Gene-Gene Interaction Analysis Using ReliefF and MDR
Here are two conference papers exploring the properties of ReliefF and MDR for detecting gene-gene interactions. These are both a bit difficult to read but there are some useful ideas presented. Both build on our previous work with the ReliefF family of algorithms. I am not sure whether the first one is relevant, however, given our recent work with spatially uniform ReliefF (SURF) that takes all neighbors within a certain distance. For background reading, see our 2010 Bioinformatics paper that reviews this work.
Pengyi Yang, Joshua WK Ho, Yee Hwa Yang, Bing B Zhou. Gene-gene interaction filtering with ensemble of filters. BMC Bioinformatics 2011, 12(Suppl 1):S10 [PDF]
Background. Complex diseases are commonly caused by multiple genes and their interactions with each other. Genome-wide association (GWA) studies provide us the opportunity to capture those disease associated genes and gene-gene interactions through panels of SNP markers. However, a proper filtering procedure is critical to reduce the search space prior to the computationally intensive gene-gene interaction identification step. In this study, we show that two commonly used SNP-SNP interaction filtering algorithms, ReliefF and tuned ReliefF (TuRF), are sensitive to the order of the samples in the dataset, giving rise to unstable and suboptimal results. However, we observe that the ‘unstable’ results from multiple runs of these algorithms can provide valuable information about the dataset. We therefore hypothesize that aggregating results from multiple runs of the algorithm may improve the filtering performance.
Results. We propose a simple and effective ensemble approach in which the results from multiple runs of an unstable filter are aggregated based on the general theory of ensemble learning. The ensemble versions of the ReliefF and TuRF algorithms, referred to as ReliefF-E and TuRF-E, are robust to sample order dependency and enable a more informative investigation of data characteristics. Using simulated and real datasets, we demonstrate that both the ensemble of ReliefF and the ensemble of TuRF can generate a much more stable SNP ranking than the original algorithms. Furthermore, the ensemble of TuRF achieved the highest success rate in comparison to many state-of-the-art algorithms as well as traditional χ2-test and odds ratio methods in terms of retaining gene-gene interactions.
Can Yang, Xiang Wan, Zengyou He, Qiang Yang, Hong Xue, Weichuan Yu. The choice of null distributions for detecting gene-gene interactions in genome-wide association studies. BMC Bioinformatics 2011, 12(Suppl 1):S26 [PDF]
Background. In genome-wide association studies (GWAS), the number of single-nucleotide polymorphisms (SNPs) typically ranges between 500,000 and 1,000,000. Accordingly, detecting gene-gene interactions in GWAS is computationally challenging because it involves hundreds of billions of SNP pairs. Stage-wise strategies are often used to overcome the computational difficulty. In the first stage, fast screening methods (e.g. Tuning ReliefF) are applied to reduce the whole SNP set to a small subset. In the second stage, sophisticated modeling methods (e.g., multifactor-dimensionality reduction (MDR)) are applied to the subset of SNPs to identify interesting interaction models and the corresponding interaction patterns. In the third stage, the significance of the identified interaction patterns is evaluated by hypothesis testing.

Stored items:
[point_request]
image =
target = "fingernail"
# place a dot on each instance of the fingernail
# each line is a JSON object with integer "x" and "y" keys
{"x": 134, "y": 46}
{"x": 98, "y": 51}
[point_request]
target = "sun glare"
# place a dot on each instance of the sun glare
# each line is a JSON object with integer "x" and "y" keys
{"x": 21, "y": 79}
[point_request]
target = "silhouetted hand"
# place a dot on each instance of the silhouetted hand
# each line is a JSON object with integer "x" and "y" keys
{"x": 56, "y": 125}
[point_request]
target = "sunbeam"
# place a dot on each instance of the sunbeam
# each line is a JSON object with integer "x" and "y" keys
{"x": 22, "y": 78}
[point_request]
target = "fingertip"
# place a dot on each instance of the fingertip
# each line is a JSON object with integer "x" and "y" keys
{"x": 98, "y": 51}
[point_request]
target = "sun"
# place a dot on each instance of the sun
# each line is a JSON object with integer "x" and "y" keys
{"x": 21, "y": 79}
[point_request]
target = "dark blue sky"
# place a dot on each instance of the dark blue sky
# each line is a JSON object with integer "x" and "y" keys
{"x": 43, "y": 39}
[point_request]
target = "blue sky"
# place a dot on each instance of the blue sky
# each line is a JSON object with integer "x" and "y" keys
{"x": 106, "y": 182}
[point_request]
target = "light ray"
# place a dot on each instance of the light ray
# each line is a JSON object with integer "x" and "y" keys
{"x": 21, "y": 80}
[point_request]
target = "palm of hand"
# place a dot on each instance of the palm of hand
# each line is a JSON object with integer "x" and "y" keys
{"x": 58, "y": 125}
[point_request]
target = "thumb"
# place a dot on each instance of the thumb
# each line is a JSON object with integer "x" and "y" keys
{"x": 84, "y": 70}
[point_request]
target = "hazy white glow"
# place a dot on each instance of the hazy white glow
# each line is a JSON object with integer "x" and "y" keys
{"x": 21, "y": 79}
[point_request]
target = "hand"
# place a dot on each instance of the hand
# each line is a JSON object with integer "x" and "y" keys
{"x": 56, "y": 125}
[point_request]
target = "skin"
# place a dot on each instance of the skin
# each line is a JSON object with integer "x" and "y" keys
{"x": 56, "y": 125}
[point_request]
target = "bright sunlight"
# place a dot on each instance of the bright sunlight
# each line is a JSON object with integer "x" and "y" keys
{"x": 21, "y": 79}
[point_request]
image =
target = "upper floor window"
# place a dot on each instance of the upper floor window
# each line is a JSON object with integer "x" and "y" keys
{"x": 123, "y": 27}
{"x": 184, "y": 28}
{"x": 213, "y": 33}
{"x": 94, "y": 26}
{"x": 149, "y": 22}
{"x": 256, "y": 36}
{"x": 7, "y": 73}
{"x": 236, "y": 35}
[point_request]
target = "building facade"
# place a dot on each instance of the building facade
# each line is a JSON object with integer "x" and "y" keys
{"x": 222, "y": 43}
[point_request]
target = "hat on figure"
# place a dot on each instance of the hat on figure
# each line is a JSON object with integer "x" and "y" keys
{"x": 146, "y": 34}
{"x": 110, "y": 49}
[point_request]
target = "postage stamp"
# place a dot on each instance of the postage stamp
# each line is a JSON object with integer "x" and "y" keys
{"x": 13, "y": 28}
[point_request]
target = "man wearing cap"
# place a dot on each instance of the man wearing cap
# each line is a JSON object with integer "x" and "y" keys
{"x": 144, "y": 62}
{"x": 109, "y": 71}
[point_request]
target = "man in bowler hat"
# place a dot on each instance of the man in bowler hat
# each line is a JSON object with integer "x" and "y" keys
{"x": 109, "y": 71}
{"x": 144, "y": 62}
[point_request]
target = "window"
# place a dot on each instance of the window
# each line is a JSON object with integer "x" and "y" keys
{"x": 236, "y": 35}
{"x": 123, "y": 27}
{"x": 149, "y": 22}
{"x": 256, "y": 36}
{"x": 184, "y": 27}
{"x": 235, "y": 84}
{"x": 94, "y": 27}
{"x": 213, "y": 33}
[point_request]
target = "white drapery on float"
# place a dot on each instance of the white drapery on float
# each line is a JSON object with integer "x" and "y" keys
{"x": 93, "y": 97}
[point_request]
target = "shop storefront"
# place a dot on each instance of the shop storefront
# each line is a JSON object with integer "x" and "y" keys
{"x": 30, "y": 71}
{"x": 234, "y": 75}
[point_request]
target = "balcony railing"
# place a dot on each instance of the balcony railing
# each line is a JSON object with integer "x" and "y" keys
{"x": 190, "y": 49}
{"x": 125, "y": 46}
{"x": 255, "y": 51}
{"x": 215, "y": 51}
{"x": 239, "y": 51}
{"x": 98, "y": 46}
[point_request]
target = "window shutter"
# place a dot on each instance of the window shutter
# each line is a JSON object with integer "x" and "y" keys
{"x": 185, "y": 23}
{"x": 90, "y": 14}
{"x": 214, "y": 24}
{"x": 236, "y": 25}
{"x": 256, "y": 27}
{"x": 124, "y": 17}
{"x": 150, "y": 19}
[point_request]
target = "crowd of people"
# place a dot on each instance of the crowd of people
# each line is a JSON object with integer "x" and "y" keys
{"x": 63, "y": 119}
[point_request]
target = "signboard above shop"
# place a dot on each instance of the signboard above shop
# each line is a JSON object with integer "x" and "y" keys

WHAT THE EXERCISE ASKS: Update the gene-gene interaction page by writing out the passage that begins with "Gene-Gene Interaction Analysis" and stops after "reviews this work.", with "conference papers" changed to "journal articles".

ANSWER SECTION:
Gene-Gene Interaction Analysis Using ReliefF and MDR
Here are two journal articles exploring the properties of ReliefF and MDR for detecting gene-gene interactions. These are both a bit difficult to read but there are some useful ideas presented. Both build on our previous work with the ReliefF family of algorithms. I am not sure whether the first one is relevant, however, given our recent work with spatially uniform ReliefF (SURF) that takes all neighbors within a certain distance. For background reading, see our 2010 Bioinformatics paper that reviews this work.